*Text provided:*
══════════════════════════════

When a title is identified for archiving, details about it (metadata) are entered into the Digital Archiving System. A decision is made about how often it needs to be gathered and this depends on its publishing pattern, the value of its information content and the stability of the site on which it resides. In most cases, it is scheduled for archiving and the harvesting robot plugged into the Digital Archiving System downloads it from the publisher's site to the National Library's site. All the partners use this same procedure as they all have access to the Web-based archiving software on the National Library's server. Once the title is downloaded it is checked for completeness and functionality, and then moved into the Archive for public access. All titles are stored on and made accessible from the National Library's site.

A small percentage of titles cannot be acquired using the harvesting robot. These include publications that are not actually on the Web, but are distributed by e-mail. In addition, some titles have complex technical characteristics that cannot be managed by the harvesting robot and we depend on publishers to send the files on a disk or via ftp (file transfer protocol).

Description

Whether or not to catalogue online publications has frequently been the subject of debate and the volume of them has certainly caused librarians to pause and consider the workload and possible alternatives. Those opposed to cataloguing online publications have pointed out that there are other more automated ways of finding them, such as via search engines.

However, the National Library has, right from the start, considered it important that the discovery of online resources, particularly those in the PANDORA Archive, should be integrated with all other library materials in its care. It is also important that these publications be included in the national bibliography, as endorsed by the IFLA International Conference on Bibliographic Services in 1998 . All PANDORA partners provide full level MARC records for the titles they archive and include them in their own catalogues and in Kinetica.

PANDORA records can now be purchased as a set from Kinetica.

What is described in the catalogue record is the version of the title that appears on the publisher's website, as viewed on a specified day. Information about the archived version or versions of each title is provided on a 'title entry page' to which the user is linked after clicking on the Persistent Identifier for the archived version in the 856 field of the MARC record. The title entry page is particularly important in the case of serials, as it lists individual serial issues and provides a link to them.

Access

There are a number of ways that users can gain access to resources in the PANDORA Archive. As already mentioned, they are included in participating agencies' own catalogues, and on Kinetica. Google indexes PANDORA to the title level. In other words, you can enter the title of a publication in the Google search box and find it, but it will not locate an article within an e-journal.

From the PANDORA Home Page, access is available via subject and title lists and a search engine.

Most of the titles in the archive are freely available to any user, wherever they might be. There are, however, about 90 commercial publications in the archive and, to protect publishers' commercial interests, access is restricted for a period of time, usually to readers who walk into the agency that has archived the title. The duration of the restriction is based on the period of time during which the publication is expected to be commercially viable and we are guided by the publisher on this matter. Restrictions currently in place range from three months to five years. The Digital Archiving System manages the restrictions automatically, checking each title overnight to ascertain whether the expiry date has been reached, and releasing the title (or issue in the case of a serial publication) for general use if the restriction has expired.

══════════════════════════════

*Set of tasks:*
a. Reproduce the passage on the PANDORA Archive from "However, the National" up to and including "and in Kinetica.".
b. According to the passage on the PANDORA Archive, why is access to some titles restricted, and what determines how long that restriction lasts? Answer in one to three sentences.

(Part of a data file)
══════════════════════════════

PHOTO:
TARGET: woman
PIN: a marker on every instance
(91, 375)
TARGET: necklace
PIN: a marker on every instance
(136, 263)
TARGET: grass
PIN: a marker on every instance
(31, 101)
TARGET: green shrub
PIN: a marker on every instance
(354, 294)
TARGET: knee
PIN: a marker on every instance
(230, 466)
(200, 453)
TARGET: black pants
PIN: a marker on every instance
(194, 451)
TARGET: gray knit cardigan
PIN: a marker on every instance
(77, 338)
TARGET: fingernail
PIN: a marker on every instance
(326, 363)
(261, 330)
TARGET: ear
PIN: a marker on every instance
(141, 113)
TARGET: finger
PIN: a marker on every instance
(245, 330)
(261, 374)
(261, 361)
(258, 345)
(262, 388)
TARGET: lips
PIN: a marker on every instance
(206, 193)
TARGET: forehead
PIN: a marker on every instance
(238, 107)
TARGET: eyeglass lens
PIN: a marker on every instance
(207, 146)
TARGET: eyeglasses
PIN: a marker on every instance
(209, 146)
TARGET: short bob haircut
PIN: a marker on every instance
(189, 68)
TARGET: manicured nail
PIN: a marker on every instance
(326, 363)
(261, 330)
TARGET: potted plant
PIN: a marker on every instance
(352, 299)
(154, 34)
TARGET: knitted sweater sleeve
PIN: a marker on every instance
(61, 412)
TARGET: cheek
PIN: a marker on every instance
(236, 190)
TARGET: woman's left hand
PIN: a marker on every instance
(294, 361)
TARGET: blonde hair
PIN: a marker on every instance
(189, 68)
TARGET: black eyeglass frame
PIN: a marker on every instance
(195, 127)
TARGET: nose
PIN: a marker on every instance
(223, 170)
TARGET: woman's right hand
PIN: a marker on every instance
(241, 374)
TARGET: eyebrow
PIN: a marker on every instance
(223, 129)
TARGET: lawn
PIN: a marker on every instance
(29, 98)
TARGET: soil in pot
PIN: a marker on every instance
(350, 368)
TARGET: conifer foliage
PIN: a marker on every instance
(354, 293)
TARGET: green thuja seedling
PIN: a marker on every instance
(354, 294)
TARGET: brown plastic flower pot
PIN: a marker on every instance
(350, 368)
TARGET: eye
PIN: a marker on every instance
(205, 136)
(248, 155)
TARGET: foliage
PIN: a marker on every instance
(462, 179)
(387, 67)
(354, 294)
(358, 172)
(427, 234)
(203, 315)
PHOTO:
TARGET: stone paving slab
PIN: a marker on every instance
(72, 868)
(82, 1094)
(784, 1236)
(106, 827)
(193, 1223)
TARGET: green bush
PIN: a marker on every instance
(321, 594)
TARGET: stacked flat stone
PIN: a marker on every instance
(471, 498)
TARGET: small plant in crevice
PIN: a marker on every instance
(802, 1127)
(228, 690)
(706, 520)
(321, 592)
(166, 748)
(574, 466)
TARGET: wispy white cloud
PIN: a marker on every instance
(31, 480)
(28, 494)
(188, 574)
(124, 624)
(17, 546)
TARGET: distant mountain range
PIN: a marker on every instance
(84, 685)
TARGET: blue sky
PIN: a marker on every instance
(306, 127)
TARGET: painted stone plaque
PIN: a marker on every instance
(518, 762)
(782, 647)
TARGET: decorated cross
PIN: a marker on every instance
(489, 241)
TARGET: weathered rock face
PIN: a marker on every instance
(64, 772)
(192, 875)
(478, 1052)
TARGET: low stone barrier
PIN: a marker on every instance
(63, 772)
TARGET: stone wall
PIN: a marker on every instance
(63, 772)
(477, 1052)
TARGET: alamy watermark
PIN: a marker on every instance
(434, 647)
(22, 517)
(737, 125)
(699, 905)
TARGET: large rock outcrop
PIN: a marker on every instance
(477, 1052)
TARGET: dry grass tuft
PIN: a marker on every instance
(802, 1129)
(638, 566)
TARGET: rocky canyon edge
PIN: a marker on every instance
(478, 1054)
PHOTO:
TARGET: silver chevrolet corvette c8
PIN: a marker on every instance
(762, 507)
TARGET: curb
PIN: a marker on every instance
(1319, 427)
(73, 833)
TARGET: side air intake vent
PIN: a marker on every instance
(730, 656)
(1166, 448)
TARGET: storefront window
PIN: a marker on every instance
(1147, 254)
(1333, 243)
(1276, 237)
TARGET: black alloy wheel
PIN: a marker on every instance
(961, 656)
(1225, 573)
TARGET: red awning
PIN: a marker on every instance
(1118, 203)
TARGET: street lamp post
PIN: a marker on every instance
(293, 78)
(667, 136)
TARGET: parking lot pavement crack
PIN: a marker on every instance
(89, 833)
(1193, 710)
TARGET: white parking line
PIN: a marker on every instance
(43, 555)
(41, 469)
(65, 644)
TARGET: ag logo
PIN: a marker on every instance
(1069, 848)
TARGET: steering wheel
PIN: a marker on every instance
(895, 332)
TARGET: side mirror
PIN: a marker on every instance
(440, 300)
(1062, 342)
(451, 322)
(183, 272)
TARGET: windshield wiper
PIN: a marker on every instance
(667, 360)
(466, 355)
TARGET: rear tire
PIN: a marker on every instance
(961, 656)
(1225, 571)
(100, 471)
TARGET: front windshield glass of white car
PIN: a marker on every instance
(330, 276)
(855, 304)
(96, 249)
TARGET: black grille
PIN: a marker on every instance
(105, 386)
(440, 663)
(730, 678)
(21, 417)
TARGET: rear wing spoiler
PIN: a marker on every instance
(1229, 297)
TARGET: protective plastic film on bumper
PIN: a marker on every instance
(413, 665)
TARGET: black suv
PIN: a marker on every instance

══════════════════════════════

*Outputs in order:*
a.
However, the National Library has, right from the start, considered it important that the discovery of online resources, particularly those in the PANDORA Archive, should be integrated with all other library materials in its care. It is also important that these publications be included in the national bibliography, as endorsed by the IFLA International Conference on Bibliographic Services in 1998 . All PANDORA partners provide full level MARC records for the titles they archive and include them in their own catalogues and in Kinetica.

b. Access to about 90 commercial publications is restricted to protect publishers' commercial interests. The restriction lasts for the period during which the publication is expected to be commercially viable, guided by the publisher.